── Data provided ──

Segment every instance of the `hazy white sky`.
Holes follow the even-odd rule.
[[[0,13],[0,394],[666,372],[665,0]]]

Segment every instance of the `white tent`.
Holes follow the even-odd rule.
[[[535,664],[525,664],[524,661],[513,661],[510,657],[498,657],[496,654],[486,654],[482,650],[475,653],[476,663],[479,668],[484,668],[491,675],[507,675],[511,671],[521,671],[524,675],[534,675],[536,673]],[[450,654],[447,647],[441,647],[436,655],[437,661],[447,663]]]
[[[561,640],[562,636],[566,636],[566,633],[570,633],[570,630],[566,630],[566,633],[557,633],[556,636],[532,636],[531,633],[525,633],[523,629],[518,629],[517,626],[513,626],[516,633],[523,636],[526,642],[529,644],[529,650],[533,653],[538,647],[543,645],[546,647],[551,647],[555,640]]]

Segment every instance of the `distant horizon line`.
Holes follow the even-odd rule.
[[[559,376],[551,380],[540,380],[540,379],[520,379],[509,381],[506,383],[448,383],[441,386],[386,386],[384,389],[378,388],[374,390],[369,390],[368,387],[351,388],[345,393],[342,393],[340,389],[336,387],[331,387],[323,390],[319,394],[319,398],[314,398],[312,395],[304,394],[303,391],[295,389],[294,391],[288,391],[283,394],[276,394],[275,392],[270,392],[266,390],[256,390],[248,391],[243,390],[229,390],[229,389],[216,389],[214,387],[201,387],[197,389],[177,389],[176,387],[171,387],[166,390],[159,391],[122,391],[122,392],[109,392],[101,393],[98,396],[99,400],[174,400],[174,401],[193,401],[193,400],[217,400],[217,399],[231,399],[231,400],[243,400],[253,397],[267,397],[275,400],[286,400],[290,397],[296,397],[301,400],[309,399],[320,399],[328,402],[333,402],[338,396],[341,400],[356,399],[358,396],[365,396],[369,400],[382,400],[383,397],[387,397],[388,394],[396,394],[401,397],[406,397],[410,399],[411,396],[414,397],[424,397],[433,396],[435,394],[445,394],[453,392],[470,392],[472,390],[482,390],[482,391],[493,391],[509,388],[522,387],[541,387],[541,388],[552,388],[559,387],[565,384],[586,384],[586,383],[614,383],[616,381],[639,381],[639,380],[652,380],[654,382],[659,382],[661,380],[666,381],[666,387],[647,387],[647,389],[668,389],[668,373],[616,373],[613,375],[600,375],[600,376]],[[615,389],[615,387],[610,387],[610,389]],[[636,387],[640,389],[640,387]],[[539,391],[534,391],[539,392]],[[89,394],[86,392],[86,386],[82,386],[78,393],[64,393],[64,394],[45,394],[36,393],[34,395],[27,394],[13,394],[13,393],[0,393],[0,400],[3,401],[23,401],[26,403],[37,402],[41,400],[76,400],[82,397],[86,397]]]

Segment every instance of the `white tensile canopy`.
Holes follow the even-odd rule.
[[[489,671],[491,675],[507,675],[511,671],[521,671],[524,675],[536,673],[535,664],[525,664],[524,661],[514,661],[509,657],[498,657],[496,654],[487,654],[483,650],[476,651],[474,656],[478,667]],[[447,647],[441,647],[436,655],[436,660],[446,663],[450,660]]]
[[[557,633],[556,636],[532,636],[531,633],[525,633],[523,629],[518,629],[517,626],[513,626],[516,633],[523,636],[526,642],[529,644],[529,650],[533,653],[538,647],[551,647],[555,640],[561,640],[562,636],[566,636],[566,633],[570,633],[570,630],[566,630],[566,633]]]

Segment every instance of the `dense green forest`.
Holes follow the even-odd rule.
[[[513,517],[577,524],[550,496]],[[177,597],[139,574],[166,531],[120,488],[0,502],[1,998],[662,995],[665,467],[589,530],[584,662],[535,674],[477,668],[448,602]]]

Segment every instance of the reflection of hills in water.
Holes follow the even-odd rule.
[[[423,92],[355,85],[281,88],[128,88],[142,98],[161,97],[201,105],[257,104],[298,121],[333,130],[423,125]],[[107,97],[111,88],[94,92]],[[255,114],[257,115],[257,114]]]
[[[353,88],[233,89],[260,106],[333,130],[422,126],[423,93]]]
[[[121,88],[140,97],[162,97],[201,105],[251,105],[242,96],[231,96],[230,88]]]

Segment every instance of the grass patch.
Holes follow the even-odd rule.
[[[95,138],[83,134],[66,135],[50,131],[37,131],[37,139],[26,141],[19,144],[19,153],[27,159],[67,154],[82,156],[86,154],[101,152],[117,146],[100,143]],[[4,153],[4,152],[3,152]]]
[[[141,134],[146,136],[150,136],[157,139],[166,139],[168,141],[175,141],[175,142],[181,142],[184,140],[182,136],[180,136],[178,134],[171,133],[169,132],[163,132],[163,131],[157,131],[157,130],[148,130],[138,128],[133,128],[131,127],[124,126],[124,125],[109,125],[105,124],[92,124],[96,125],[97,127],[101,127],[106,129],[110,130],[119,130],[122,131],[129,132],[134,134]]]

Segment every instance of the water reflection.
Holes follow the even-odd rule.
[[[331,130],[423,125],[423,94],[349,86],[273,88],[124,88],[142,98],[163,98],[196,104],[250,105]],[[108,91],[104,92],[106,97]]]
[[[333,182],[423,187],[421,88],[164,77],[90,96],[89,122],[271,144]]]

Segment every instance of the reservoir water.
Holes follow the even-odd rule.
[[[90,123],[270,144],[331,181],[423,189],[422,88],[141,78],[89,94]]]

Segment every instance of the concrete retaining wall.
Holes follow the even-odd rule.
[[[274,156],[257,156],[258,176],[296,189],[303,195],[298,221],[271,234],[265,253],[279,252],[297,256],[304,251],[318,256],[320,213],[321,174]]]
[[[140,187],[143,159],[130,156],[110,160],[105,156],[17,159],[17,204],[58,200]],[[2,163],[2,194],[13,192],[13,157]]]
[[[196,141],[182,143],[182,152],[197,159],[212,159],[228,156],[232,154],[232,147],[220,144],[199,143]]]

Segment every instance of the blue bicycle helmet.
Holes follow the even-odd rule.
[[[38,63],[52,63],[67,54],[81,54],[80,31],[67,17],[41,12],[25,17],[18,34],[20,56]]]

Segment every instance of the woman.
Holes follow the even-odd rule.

───

Copy out every one of the lines above, word for word and with nothing changed.

# Expected answer:
Segment every instance of the `hazy white sky`.
Holes follow the even-odd rule.
[[[0,13],[0,394],[666,372],[665,0]]]

Segment every instance of the `white tent`.
Holes follow the even-odd rule.
[[[535,664],[525,664],[524,661],[513,661],[510,657],[498,657],[496,654],[486,654],[482,650],[475,653],[476,663],[479,668],[484,668],[491,675],[507,675],[511,671],[521,671],[524,675],[534,675],[536,673]],[[450,654],[447,647],[441,647],[436,655],[437,661],[447,663]]]
[[[561,640],[562,636],[566,636],[566,633],[570,633],[570,630],[566,630],[566,633],[557,633],[556,636],[532,636],[531,633],[525,633],[523,629],[518,629],[517,626],[513,626],[516,633],[523,636],[526,642],[529,644],[529,650],[533,653],[538,647],[543,645],[546,647],[551,647],[555,640]]]

Segment every instance of the `distant horizon line`.
Holes follow the even-odd rule.
[[[559,376],[551,380],[540,380],[540,379],[520,379],[509,381],[506,383],[448,383],[441,386],[386,386],[384,389],[378,388],[374,390],[369,390],[368,387],[351,388],[345,393],[342,393],[340,389],[336,387],[331,387],[323,390],[319,394],[319,398],[314,398],[312,395],[304,394],[303,391],[295,389],[294,391],[288,391],[283,394],[276,394],[275,392],[270,392],[266,390],[256,390],[248,391],[243,390],[229,390],[229,389],[216,389],[214,387],[201,387],[197,389],[177,389],[176,387],[171,387],[166,390],[159,391],[122,391],[122,392],[109,392],[101,393],[98,396],[99,400],[174,400],[174,401],[193,401],[193,400],[217,400],[217,399],[231,399],[231,400],[243,400],[253,397],[267,397],[275,400],[286,400],[290,397],[296,397],[301,400],[309,399],[320,399],[328,402],[333,402],[338,396],[341,400],[356,399],[358,396],[365,396],[369,400],[382,400],[383,397],[387,397],[388,394],[396,394],[401,397],[406,397],[410,399],[411,396],[414,397],[424,397],[433,396],[435,394],[445,394],[453,392],[470,392],[472,390],[482,390],[482,391],[493,391],[509,388],[522,387],[541,387],[541,388],[552,388],[559,387],[565,384],[586,384],[586,383],[614,383],[616,381],[639,381],[639,380],[652,380],[654,382],[659,382],[661,380],[666,381],[666,387],[647,387],[647,389],[668,389],[668,373],[616,373],[613,375],[600,375],[600,376]],[[615,389],[615,387],[610,387],[610,389]],[[636,387],[640,389],[640,387]],[[539,391],[534,391],[539,392]],[[89,394],[86,392],[86,386],[82,386],[78,393],[64,393],[64,394],[45,394],[36,393],[34,395],[27,394],[13,394],[13,393],[0,393],[0,400],[3,401],[23,401],[26,403],[37,402],[41,400],[76,400],[82,397],[86,397]]]

Segment every instance of the `white tensile canopy`.
Holes follow the even-odd rule.
[[[489,671],[491,675],[507,675],[511,671],[521,671],[524,675],[536,673],[535,664],[525,664],[524,661],[514,661],[509,657],[498,657],[496,654],[487,654],[483,650],[476,651],[474,656],[478,667]],[[447,647],[441,647],[436,655],[436,660],[446,663],[450,660]]]
[[[557,633],[556,636],[532,636],[531,633],[525,633],[523,629],[518,629],[517,626],[513,626],[516,633],[523,636],[526,642],[529,644],[529,650],[533,653],[538,647],[551,647],[555,640],[561,640],[562,636],[566,636],[566,633],[570,633],[570,630],[566,630],[566,633]]]

Segment every instance of the `dense green forest`.
Holes follow the even-odd rule.
[[[513,517],[577,524],[550,496]],[[177,597],[139,574],[166,531],[120,488],[0,502],[1,998],[662,995],[665,467],[589,530],[584,662],[535,674],[477,668],[448,602]]]

Segment every instance of the reflection of hills in water.
Holes follow the even-odd rule.
[[[423,92],[355,85],[281,88],[128,88],[142,98],[161,97],[201,105],[257,104],[298,121],[333,130],[423,125]],[[107,97],[111,88],[94,92]],[[255,114],[257,115],[257,114]]]
[[[353,88],[233,89],[260,106],[333,130],[422,126],[423,93]]]
[[[121,88],[140,97],[162,97],[201,105],[251,105],[242,96],[231,96],[230,88]]]

Segment every instance of the grass patch.
Holes follow the even-odd rule.
[[[95,138],[83,134],[66,135],[50,131],[37,131],[37,139],[26,141],[19,144],[19,153],[27,159],[67,154],[82,156],[86,154],[101,152],[117,146],[100,143]],[[4,153],[4,152],[3,152]]]
[[[141,134],[146,136],[150,136],[157,139],[166,139],[168,141],[175,141],[175,142],[181,142],[184,140],[182,136],[180,136],[178,134],[171,133],[169,132],[163,132],[163,131],[157,131],[157,130],[148,130],[138,128],[133,128],[131,127],[124,126],[124,125],[109,125],[105,124],[92,124],[96,125],[97,127],[101,127],[106,129],[110,130],[119,130],[122,131],[129,132],[134,134]]]

Segment every instance of the water reflection.
Holes follow the even-odd rule.
[[[331,130],[423,125],[423,94],[349,86],[273,88],[124,88],[142,98],[163,98],[196,104],[250,105]],[[108,91],[104,92],[106,97]]]
[[[333,182],[423,187],[421,88],[164,77],[90,96],[89,122],[271,144]]]

Segment every instance of the reservoir water.
Holes follow the even-odd rule.
[[[90,123],[270,144],[331,181],[423,189],[422,88],[141,78],[89,94]]]

Segment every instance of the concrete retaining wall.
Holes follow the even-odd rule.
[[[274,156],[257,156],[258,176],[296,189],[303,195],[298,221],[271,234],[265,253],[279,252],[297,256],[304,251],[318,256],[320,213],[321,174]]]
[[[140,187],[143,159],[130,156],[110,160],[105,156],[17,159],[17,204],[58,200]],[[2,163],[2,194],[13,192],[13,157]]]
[[[196,141],[182,143],[182,152],[197,159],[212,159],[228,156],[232,154],[232,147],[220,144],[199,143]]]

Segment every instance of the blue bicycle helmet.
Holes follow the even-odd rule.
[[[38,63],[52,63],[67,54],[81,54],[80,31],[67,17],[41,12],[25,17],[18,34],[20,56]]]

Segment every instance of the woman.
Holes follow the even-odd rule.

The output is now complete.